**Lavoro richiesto**
a. Le affermazioni (i), (ii) e (iii) concordano con il brano sulla crisi di governo? Rispondi sì o no a ciascuna e cita testualmente le parole del brano che lo stabiliscono.
(i) Secondo Berlusconi, la decisione di Letta di congelare l'attività di governo provoca l'aumento dell'Iva.
(ii) La sezione feriale della Cassazione ha annullato la condanna nel processo Mediaset.
(iii) Berlusconi ha invitato la delegazione del Popolo della Libertà a restare al governo.
b. Rispondi alle seguenti domande sul brano relativo alla crisi di governo, indicando ogni risposta con lo stesso segno della domanda:
(i) In quale data i giudici della Cassazione si sono espressi sul processo Mediaset?
(ii) Chi è il Presidente del Consiglio dei Ministri nominato nel brano?
(iii) Che cosa hanno evidenziato i più importanti osservatori economici?

**Brano da leggere**
___

Infatti, ieri sera - con una nota - Silvio Berlusconi ha aperto la crisi di governo (che ormai era nell’aria dallo scorso 1° agosto, quando i giudici della sezione feriale della Cassazione si sono espressi sul processo Mediaset, confermando la condanna a 4 anni di reclusione con rinvio alla Corte d’Appello di Milano): «La decisione assunta ieri dal Presidente del Consiglio dei Ministri Enrico Letta, di congelare l'attività di governo, determinando in questo modo l'aumento dell'Iva è una grave violazione dei patti su cui si fonda questo governo, contraddice il programma presentato alle Camere dallo stesso Premier e ci costringerebbe a violare gli impegni presi con i nostri elettori durante la campagna elettorale e al momento in cui votammo la fiducia a questo esecutivo da noi fortemente voluto. Per queste ragioni - conclude Berlusconi - l'ultimatum lanciato dal Premier e dal Partito Democratico agli alleati di governo sulla pelle degli italiani, appare irricevibile e inaccettabile. Pertanto ho invitato la delegazione del Popolo della Libertà al governo a valutare l'opportunità di presentare immediatamente le proprie dimissioni per non rendersi complici, e per non rendere complice il Popolo della Libertà, di una ulteriore odiosa vessazione imposta dalla sinistra agli italiani».
Un duro colpo alla tanta agognata e auspicata stabilità politica, che – a dire il vero – non si è mai raggiunta in tutti questi mesi. La domanda a questo punto è: cosa succederà da ora in poi? Quali sono gli scenari possibili che la crisi apre? Davvero la crisi in corso farà sprofondare ancora più in fondo – visto che i più importanti osservatori economici hanno evidenziato che «i dati economici italiani non sono buoni» - nella spirale della recessione e tutti gli effetti collaterali annessi? Rischiamo il ritorno della Troika? Come reagiranno i mercati finanziari e lo spread?

___

**Registri di punti etichettati**
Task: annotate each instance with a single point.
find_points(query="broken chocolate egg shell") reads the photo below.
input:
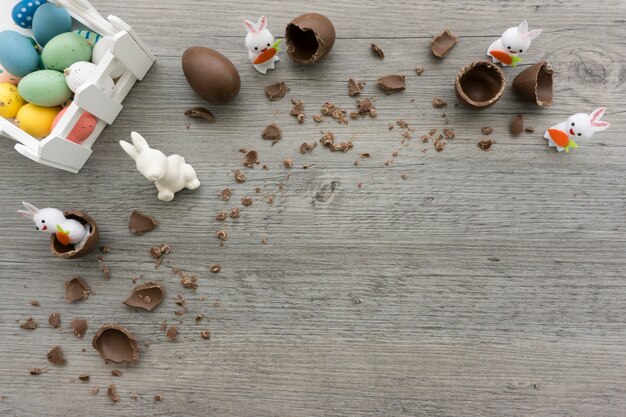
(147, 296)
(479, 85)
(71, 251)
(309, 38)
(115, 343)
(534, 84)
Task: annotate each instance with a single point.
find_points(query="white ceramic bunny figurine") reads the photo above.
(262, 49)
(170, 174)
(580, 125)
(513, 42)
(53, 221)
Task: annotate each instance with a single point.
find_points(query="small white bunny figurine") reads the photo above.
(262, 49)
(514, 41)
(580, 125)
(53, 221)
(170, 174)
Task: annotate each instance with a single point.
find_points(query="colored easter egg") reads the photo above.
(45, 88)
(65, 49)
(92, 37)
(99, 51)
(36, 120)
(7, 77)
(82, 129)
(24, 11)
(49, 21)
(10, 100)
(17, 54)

___

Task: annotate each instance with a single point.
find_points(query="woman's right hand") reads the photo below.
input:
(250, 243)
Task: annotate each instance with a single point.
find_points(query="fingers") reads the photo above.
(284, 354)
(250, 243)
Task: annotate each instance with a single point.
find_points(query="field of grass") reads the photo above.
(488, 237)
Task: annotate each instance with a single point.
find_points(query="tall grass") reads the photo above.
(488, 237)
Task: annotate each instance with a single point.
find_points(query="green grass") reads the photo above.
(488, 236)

___

**Risposte per compito**
a.
(i) Sì: «di congelare l'attività di governo, determinando in questo modo l'aumento dell'Iva»
(ii) No: «confermando la condanna a 4 anni di reclusione»
(iii) No: «a valutare l'opportunità di presentare immediatamente le proprie dimissioni»

b.
(i) Il 1° agosto.
(ii) Enrico Letta.
(iii) Che «i dati economici italiani non sono buoni».